# [EXERCISE OBJECTIVE]
Pull out each line of the listing below that contains the string "shirt" and copy those lines unchanged.

___ DATA IN THIS EXERCISE ___

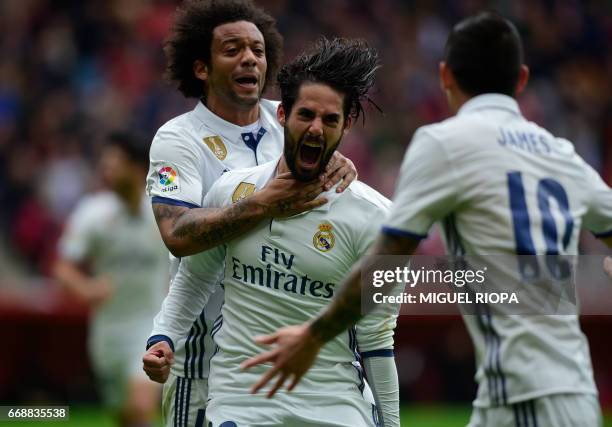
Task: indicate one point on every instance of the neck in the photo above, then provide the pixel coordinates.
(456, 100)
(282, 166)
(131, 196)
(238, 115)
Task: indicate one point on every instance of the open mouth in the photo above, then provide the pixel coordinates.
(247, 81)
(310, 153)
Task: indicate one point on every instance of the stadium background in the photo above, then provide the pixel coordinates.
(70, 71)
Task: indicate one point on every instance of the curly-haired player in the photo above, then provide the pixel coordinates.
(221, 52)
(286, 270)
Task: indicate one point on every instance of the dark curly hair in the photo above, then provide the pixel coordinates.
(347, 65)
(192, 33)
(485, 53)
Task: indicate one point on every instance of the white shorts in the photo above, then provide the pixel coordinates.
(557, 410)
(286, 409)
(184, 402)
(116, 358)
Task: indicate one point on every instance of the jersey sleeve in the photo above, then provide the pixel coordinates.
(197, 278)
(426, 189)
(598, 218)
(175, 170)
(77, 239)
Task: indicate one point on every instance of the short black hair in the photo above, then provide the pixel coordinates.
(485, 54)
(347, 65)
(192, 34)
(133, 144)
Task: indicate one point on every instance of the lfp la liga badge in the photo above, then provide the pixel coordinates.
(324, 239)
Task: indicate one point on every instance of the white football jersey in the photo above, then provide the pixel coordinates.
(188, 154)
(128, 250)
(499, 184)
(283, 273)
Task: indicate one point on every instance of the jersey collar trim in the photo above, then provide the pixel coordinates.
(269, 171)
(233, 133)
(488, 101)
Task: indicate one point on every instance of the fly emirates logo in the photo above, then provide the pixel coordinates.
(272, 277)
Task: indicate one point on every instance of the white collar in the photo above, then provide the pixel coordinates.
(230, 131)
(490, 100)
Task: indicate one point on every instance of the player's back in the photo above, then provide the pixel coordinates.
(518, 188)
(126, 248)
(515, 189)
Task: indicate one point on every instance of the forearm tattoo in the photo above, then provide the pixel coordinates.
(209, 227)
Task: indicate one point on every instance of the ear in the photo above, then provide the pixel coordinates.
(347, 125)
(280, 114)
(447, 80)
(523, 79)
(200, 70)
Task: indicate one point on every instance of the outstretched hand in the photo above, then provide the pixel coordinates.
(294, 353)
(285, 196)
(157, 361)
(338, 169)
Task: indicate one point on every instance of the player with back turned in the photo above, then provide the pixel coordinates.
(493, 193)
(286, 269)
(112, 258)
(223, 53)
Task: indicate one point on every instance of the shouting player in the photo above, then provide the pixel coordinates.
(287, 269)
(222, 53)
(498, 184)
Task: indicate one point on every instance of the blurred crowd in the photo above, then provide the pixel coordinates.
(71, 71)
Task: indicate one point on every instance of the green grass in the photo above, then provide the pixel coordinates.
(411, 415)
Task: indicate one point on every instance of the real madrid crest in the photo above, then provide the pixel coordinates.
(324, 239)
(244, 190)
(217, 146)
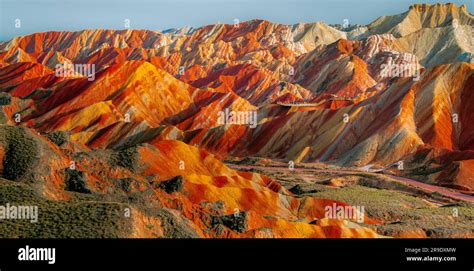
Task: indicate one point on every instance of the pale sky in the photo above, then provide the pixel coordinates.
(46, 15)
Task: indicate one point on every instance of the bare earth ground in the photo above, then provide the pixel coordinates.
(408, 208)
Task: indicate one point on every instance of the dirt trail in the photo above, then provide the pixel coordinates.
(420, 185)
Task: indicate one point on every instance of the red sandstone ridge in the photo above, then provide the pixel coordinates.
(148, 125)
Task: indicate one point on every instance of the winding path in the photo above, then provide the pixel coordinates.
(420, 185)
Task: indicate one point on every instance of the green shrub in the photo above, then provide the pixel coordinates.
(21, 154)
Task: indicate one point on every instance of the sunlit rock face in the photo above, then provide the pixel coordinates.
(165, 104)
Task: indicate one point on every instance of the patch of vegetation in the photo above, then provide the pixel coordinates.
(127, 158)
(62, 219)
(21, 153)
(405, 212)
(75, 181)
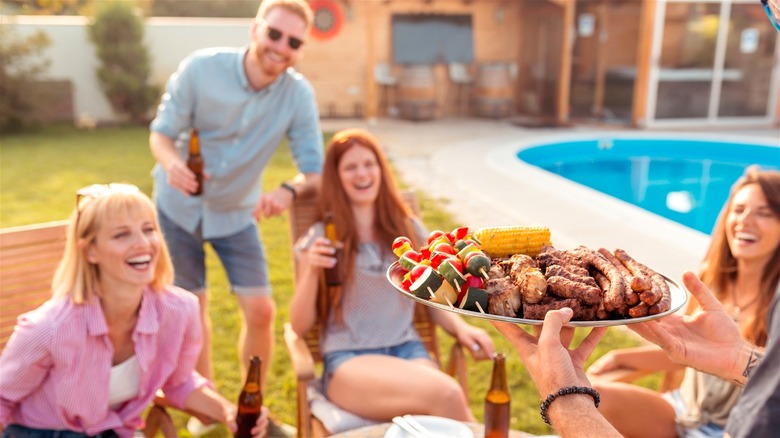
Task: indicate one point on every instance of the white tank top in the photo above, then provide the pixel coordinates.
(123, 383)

___
___ DATA IN THIS EXERCISE ___

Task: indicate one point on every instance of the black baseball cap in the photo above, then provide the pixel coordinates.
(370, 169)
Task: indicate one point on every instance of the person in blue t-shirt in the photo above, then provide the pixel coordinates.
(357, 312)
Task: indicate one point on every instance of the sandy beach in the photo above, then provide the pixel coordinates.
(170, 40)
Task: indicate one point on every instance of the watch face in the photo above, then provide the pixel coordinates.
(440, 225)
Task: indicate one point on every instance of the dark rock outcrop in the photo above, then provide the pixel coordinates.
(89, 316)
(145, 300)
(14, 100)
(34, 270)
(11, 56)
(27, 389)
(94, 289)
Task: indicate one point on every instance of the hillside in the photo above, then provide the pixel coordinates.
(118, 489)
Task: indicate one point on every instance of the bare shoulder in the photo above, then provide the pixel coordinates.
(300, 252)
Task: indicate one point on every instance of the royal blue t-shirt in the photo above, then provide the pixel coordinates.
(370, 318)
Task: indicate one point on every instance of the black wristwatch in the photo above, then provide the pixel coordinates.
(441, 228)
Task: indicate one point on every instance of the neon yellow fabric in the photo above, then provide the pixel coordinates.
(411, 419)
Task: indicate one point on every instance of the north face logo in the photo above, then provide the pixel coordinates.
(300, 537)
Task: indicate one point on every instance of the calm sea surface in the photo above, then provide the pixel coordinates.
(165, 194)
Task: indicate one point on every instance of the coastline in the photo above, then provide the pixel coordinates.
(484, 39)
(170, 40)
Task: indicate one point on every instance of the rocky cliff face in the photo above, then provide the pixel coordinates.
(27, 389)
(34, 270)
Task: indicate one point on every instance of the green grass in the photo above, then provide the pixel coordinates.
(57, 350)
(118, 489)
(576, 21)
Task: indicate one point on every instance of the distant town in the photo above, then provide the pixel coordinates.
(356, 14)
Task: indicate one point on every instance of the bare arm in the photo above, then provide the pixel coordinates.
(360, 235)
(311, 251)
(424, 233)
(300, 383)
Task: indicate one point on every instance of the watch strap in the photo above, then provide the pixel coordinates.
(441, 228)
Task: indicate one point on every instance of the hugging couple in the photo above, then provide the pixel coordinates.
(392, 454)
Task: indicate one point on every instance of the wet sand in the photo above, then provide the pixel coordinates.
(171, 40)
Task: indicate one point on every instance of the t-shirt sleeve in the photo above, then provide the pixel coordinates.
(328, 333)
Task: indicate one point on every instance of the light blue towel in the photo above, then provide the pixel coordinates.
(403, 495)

___
___ DATA IN THIS EXERCISE ___

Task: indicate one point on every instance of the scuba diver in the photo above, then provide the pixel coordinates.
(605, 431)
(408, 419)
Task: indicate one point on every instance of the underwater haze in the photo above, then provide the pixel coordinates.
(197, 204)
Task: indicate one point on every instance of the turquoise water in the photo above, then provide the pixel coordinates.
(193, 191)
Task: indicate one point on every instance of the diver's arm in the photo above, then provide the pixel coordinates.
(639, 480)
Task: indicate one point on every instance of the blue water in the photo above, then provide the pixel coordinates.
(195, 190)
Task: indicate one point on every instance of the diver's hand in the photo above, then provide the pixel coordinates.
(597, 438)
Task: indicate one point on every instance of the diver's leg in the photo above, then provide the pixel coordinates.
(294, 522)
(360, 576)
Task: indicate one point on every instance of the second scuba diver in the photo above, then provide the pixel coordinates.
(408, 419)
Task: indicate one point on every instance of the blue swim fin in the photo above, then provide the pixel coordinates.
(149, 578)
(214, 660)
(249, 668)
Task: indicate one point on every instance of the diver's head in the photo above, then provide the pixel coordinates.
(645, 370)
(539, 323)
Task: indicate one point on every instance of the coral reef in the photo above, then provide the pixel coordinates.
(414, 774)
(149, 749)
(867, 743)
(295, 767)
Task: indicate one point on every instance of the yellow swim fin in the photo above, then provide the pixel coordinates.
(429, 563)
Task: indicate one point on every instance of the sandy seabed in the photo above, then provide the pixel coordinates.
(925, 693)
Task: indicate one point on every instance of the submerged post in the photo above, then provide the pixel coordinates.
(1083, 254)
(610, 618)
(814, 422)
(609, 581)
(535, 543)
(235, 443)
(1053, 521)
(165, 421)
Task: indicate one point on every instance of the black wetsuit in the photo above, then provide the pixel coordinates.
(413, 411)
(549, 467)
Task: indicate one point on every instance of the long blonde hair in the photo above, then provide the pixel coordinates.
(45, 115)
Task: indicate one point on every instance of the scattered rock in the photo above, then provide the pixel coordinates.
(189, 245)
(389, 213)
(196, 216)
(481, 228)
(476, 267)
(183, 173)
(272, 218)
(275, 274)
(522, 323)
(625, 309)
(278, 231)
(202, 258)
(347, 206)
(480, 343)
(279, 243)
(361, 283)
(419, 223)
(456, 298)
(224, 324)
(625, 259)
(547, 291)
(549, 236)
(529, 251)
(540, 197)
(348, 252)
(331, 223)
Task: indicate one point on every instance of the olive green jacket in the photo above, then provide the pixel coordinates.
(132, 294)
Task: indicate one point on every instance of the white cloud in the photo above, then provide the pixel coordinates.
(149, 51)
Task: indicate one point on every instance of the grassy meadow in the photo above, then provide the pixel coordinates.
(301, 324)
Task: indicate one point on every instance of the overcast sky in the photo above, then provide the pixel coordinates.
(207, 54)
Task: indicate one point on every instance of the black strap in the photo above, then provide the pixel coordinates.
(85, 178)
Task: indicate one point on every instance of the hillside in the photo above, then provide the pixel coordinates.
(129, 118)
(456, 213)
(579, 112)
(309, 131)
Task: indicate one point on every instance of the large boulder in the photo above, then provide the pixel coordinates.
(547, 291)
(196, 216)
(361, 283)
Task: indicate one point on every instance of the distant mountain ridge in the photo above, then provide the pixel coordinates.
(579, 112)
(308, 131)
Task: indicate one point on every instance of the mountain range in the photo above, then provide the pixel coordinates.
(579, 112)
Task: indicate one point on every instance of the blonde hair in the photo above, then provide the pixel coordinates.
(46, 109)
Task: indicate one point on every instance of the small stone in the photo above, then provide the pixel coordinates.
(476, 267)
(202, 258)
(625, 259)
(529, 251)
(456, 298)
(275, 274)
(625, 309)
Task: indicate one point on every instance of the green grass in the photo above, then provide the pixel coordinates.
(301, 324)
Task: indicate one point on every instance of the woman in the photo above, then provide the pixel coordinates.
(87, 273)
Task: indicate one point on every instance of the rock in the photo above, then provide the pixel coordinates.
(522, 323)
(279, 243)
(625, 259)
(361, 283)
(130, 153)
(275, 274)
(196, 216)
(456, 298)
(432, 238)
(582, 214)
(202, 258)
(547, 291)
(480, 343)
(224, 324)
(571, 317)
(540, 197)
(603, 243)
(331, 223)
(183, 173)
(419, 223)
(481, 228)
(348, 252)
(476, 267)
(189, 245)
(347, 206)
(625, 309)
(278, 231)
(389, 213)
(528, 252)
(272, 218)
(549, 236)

___

# [RESULT OF THE TASK]
Task: indicate one point on every instance of the person in blue t-shirt in the photo above, then provide the pixel coordinates.
Task: indicate one point on every instance of the royal blue t-shirt in the photo above, then provide the pixel coordinates.
Task: indicate one point on every instance of the t-shirt sleeve in the photo above, then provide the pixel coordinates.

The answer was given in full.